:: Provided data ::

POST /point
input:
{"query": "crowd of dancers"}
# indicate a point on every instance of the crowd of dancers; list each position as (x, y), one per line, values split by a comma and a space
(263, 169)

:::

Instructions for the task: Could you return the complete listing, word for word?

Exercise answer:
POST /point
input:
{"query": "crowd of dancers"}
# indicate a point on every instance of the crowd of dancers; list each position as (x, y), one per line, values split by a comma and a space
(263, 169)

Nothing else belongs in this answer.